= DATA SUPPLIED =
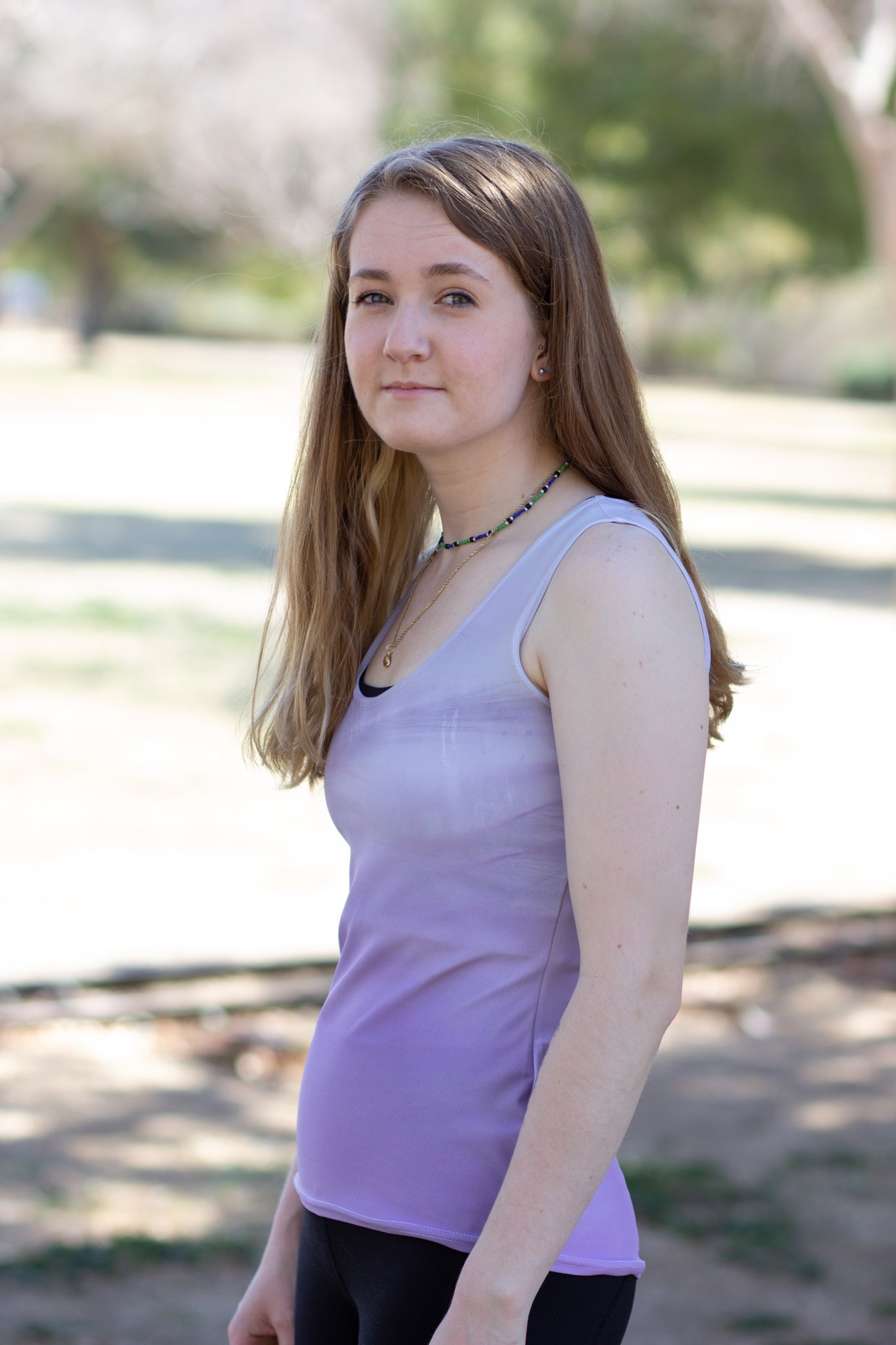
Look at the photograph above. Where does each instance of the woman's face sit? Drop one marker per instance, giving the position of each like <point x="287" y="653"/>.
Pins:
<point x="430" y="307"/>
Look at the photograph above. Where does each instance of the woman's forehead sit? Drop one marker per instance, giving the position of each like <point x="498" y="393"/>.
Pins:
<point x="410" y="228"/>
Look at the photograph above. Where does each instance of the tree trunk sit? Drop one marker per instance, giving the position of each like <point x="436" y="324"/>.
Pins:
<point x="95" y="257"/>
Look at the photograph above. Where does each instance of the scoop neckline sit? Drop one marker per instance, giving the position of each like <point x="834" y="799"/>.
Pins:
<point x="359" y="694"/>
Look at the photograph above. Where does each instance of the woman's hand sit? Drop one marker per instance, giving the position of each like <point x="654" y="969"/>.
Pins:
<point x="267" y="1310"/>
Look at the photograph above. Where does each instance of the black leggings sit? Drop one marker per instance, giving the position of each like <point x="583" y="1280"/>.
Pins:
<point x="359" y="1286"/>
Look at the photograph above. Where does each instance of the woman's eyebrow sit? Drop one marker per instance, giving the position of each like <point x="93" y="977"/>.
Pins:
<point x="440" y="268"/>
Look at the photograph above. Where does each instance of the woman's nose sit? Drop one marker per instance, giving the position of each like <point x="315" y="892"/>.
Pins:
<point x="406" y="338"/>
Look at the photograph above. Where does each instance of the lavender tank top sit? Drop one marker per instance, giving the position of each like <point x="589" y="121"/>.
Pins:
<point x="458" y="950"/>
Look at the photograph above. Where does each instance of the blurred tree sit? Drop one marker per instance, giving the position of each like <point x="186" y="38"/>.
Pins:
<point x="853" y="53"/>
<point x="245" y="118"/>
<point x="707" y="160"/>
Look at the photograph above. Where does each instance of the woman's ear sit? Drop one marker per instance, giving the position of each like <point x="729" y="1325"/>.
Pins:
<point x="542" y="365"/>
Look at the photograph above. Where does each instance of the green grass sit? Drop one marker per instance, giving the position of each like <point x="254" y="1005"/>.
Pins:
<point x="746" y="1225"/>
<point x="102" y="615"/>
<point x="128" y="1254"/>
<point x="762" y="1323"/>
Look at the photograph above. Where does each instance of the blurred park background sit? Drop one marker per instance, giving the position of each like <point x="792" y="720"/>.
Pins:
<point x="168" y="174"/>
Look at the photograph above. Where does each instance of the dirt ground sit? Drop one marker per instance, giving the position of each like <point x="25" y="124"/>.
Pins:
<point x="141" y="1160"/>
<point x="779" y="1086"/>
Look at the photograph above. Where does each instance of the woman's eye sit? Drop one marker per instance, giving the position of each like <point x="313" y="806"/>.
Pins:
<point x="372" y="295"/>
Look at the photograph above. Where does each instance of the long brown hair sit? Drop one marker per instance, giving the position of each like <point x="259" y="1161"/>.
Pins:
<point x="358" y="514"/>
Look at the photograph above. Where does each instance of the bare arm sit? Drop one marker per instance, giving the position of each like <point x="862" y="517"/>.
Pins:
<point x="625" y="669"/>
<point x="267" y="1309"/>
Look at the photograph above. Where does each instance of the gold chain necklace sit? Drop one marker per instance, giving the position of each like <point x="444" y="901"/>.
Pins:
<point x="390" y="649"/>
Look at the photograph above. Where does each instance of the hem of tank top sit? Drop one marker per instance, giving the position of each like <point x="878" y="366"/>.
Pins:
<point x="528" y="612"/>
<point x="358" y="692"/>
<point x="387" y="1225"/>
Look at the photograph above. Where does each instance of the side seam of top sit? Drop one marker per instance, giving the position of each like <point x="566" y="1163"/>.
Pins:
<point x="616" y="513"/>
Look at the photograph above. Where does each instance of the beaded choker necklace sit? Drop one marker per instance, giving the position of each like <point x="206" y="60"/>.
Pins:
<point x="444" y="545"/>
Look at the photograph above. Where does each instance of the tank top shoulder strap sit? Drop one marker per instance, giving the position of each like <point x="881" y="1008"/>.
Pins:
<point x="527" y="581"/>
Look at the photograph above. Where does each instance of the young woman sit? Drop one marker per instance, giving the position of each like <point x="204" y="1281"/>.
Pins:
<point x="512" y="726"/>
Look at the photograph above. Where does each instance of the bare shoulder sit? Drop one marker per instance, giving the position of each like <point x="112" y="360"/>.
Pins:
<point x="617" y="595"/>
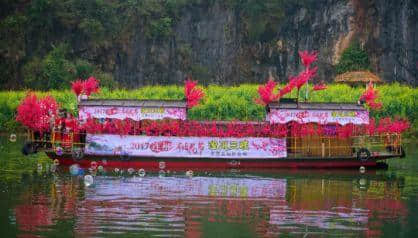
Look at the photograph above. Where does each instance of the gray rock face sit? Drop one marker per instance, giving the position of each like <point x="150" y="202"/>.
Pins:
<point x="209" y="43"/>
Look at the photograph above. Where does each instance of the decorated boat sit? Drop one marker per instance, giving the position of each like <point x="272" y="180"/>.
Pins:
<point x="158" y="134"/>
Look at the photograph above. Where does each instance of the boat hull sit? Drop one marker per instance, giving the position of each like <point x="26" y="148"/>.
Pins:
<point x="222" y="163"/>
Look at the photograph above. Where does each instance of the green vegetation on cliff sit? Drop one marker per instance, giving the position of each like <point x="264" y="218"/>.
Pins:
<point x="229" y="103"/>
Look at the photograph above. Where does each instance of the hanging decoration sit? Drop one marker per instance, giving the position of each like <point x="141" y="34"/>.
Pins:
<point x="370" y="96"/>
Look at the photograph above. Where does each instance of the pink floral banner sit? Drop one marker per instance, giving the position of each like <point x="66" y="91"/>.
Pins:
<point x="134" y="113"/>
<point x="318" y="116"/>
<point x="185" y="147"/>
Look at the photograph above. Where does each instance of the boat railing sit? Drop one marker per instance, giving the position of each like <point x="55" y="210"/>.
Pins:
<point x="297" y="147"/>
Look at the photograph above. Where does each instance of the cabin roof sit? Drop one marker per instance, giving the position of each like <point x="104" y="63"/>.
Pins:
<point x="316" y="106"/>
<point x="133" y="103"/>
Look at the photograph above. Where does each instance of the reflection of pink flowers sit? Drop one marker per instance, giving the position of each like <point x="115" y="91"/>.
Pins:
<point x="179" y="113"/>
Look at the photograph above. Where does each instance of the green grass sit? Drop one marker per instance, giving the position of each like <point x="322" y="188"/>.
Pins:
<point x="229" y="103"/>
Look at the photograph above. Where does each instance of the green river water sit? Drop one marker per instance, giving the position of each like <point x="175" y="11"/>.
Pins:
<point x="39" y="200"/>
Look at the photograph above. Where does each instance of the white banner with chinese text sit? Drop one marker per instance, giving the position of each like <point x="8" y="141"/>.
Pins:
<point x="204" y="147"/>
<point x="318" y="116"/>
<point x="134" y="113"/>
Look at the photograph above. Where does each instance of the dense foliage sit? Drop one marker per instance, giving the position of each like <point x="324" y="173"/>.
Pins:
<point x="230" y="103"/>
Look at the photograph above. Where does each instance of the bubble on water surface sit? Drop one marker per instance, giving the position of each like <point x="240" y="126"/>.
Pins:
<point x="131" y="171"/>
<point x="93" y="165"/>
<point x="53" y="168"/>
<point x="39" y="168"/>
<point x="161" y="165"/>
<point x="59" y="151"/>
<point x="88" y="180"/>
<point x="161" y="173"/>
<point x="141" y="172"/>
<point x="189" y="173"/>
<point x="100" y="169"/>
<point x="74" y="169"/>
<point x="12" y="137"/>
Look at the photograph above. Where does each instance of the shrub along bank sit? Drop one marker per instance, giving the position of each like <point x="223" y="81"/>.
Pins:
<point x="229" y="103"/>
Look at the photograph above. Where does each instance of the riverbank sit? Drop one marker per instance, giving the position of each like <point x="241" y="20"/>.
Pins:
<point x="230" y="103"/>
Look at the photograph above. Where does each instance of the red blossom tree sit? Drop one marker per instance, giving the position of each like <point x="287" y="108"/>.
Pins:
<point x="35" y="113"/>
<point x="370" y="96"/>
<point x="77" y="87"/>
<point x="319" y="87"/>
<point x="192" y="93"/>
<point x="303" y="77"/>
<point x="266" y="93"/>
<point x="89" y="86"/>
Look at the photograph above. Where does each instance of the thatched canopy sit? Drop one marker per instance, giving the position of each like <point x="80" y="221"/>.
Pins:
<point x="358" y="77"/>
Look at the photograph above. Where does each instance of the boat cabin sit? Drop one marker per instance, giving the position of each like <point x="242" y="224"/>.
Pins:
<point x="318" y="116"/>
<point x="133" y="109"/>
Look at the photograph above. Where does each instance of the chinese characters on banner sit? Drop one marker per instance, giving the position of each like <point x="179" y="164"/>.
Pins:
<point x="318" y="116"/>
<point x="134" y="113"/>
<point x="203" y="147"/>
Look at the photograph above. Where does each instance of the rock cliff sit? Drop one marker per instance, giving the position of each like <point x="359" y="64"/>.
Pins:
<point x="213" y="42"/>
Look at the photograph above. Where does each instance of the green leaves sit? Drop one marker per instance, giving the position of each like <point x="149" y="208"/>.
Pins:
<point x="231" y="103"/>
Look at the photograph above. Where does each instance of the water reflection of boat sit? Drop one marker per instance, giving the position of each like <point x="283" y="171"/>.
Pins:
<point x="184" y="206"/>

= ABOUT THIS EXERCISE =
Every line holding the string "grass" should be copied here, so please find those lines in the data.

= EXERCISE RESULT =
Look at the photograph above. Where does each instance of the green grass sit? Drop one marker per instance, giving the position of each like <point x="254" y="1005"/>.
Look at the photograph above. Where does each instance of the green grass sit? Drop one marker per instance, giving the position of each like <point x="322" y="188"/>.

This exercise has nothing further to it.